Position identification records:
________________
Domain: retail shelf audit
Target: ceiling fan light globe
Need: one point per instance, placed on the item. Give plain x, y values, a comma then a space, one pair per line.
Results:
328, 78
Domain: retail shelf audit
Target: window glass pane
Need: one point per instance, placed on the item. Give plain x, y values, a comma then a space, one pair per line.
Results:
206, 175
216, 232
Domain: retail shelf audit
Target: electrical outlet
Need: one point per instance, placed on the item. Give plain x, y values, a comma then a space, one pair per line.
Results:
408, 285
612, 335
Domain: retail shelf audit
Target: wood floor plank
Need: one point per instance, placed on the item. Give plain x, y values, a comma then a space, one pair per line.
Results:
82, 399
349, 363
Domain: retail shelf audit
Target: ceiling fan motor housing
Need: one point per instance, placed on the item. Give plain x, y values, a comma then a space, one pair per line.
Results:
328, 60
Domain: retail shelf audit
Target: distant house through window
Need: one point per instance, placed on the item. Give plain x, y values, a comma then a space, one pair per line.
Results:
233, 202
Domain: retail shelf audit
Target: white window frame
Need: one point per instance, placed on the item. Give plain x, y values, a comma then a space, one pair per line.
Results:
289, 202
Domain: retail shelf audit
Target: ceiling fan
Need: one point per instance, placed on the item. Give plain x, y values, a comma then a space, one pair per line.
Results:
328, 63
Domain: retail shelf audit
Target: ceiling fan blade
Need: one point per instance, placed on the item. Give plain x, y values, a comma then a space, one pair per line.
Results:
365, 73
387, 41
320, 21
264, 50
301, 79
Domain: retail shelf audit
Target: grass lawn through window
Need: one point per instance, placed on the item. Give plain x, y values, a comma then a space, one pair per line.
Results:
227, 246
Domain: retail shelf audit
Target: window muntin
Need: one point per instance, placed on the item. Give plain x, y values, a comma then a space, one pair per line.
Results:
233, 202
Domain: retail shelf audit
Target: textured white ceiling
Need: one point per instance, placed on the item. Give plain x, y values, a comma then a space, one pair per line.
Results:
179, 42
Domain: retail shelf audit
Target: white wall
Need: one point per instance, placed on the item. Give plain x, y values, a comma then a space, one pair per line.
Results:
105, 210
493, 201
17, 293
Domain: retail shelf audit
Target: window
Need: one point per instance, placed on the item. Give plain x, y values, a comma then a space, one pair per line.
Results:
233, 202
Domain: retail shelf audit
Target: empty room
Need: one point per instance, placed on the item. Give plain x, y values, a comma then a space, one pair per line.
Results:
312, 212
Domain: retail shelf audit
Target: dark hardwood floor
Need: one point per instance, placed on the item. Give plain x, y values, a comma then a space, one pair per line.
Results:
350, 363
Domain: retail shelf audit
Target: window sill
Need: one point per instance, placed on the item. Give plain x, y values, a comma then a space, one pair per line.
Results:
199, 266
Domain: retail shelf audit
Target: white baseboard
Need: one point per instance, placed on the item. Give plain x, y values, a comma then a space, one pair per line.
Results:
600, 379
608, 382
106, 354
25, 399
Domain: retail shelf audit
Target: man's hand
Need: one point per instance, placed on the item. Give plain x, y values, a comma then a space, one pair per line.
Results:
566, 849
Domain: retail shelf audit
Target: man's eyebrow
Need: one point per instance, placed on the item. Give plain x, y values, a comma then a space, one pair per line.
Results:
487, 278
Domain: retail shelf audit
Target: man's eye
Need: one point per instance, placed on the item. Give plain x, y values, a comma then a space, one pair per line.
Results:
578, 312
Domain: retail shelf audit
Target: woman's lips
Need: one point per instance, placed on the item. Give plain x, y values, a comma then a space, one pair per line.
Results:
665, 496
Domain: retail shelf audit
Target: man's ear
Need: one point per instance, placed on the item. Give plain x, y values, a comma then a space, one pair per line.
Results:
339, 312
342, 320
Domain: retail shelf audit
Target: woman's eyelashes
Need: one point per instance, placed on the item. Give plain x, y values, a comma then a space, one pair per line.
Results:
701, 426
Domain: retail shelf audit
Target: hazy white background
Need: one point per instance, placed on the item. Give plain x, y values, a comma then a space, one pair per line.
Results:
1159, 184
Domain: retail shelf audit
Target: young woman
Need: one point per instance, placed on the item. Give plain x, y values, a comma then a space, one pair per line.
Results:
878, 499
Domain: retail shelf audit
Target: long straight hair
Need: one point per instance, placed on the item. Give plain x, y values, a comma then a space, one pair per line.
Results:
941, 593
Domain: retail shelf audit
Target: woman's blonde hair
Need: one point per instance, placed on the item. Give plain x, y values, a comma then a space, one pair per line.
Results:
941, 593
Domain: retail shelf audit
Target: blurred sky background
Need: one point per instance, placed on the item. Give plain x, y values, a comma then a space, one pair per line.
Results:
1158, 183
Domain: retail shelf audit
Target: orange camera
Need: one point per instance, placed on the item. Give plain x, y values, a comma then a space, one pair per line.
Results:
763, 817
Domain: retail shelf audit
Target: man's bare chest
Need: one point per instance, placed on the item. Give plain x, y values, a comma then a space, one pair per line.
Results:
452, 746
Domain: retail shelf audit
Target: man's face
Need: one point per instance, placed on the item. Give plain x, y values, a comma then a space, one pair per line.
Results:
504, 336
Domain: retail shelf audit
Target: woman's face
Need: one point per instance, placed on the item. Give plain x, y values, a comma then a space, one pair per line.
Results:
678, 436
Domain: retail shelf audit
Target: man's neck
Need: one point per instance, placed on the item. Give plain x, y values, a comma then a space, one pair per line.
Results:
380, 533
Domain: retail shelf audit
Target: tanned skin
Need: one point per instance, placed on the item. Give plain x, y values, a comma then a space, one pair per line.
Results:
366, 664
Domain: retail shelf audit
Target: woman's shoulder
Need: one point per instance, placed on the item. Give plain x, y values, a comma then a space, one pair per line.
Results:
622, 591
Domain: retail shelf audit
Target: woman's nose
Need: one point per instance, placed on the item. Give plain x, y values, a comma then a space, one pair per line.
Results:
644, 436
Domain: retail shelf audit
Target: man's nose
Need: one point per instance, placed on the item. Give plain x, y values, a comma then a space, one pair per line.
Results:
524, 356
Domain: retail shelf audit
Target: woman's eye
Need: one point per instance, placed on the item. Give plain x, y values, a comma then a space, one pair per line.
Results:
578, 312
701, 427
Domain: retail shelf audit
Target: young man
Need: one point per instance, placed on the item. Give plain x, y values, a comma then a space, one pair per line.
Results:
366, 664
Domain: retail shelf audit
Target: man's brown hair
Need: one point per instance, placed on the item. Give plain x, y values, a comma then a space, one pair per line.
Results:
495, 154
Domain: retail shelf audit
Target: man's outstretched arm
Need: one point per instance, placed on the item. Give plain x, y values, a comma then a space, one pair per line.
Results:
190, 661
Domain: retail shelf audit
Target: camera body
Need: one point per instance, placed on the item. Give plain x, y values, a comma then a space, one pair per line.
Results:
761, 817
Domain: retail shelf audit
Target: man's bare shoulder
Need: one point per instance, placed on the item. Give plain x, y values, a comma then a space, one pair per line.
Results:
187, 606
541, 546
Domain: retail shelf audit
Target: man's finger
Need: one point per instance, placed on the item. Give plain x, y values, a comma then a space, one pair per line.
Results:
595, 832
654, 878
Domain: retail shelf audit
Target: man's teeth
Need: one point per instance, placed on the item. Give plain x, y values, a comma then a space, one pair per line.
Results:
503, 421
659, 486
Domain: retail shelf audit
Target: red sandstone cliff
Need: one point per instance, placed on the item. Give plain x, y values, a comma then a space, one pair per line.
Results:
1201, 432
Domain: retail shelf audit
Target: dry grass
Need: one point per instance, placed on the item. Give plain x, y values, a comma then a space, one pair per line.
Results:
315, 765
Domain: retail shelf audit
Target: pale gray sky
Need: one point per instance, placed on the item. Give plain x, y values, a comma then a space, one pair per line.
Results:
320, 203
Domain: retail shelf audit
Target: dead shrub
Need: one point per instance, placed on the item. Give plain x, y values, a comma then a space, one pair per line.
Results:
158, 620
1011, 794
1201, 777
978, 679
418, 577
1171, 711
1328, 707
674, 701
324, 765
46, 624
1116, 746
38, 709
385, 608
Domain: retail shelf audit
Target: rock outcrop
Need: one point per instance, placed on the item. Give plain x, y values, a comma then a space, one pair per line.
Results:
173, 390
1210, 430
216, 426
________________
Given exercise:
Please gather every line in the items above that contains the word "ceiling" and copy each one out. Case counts.

Task output:
Target: ceiling fan light globe
Target: ceiling fan motor housing
Target: ceiling fan
Target: ceiling fan blade
Target: textured white ceiling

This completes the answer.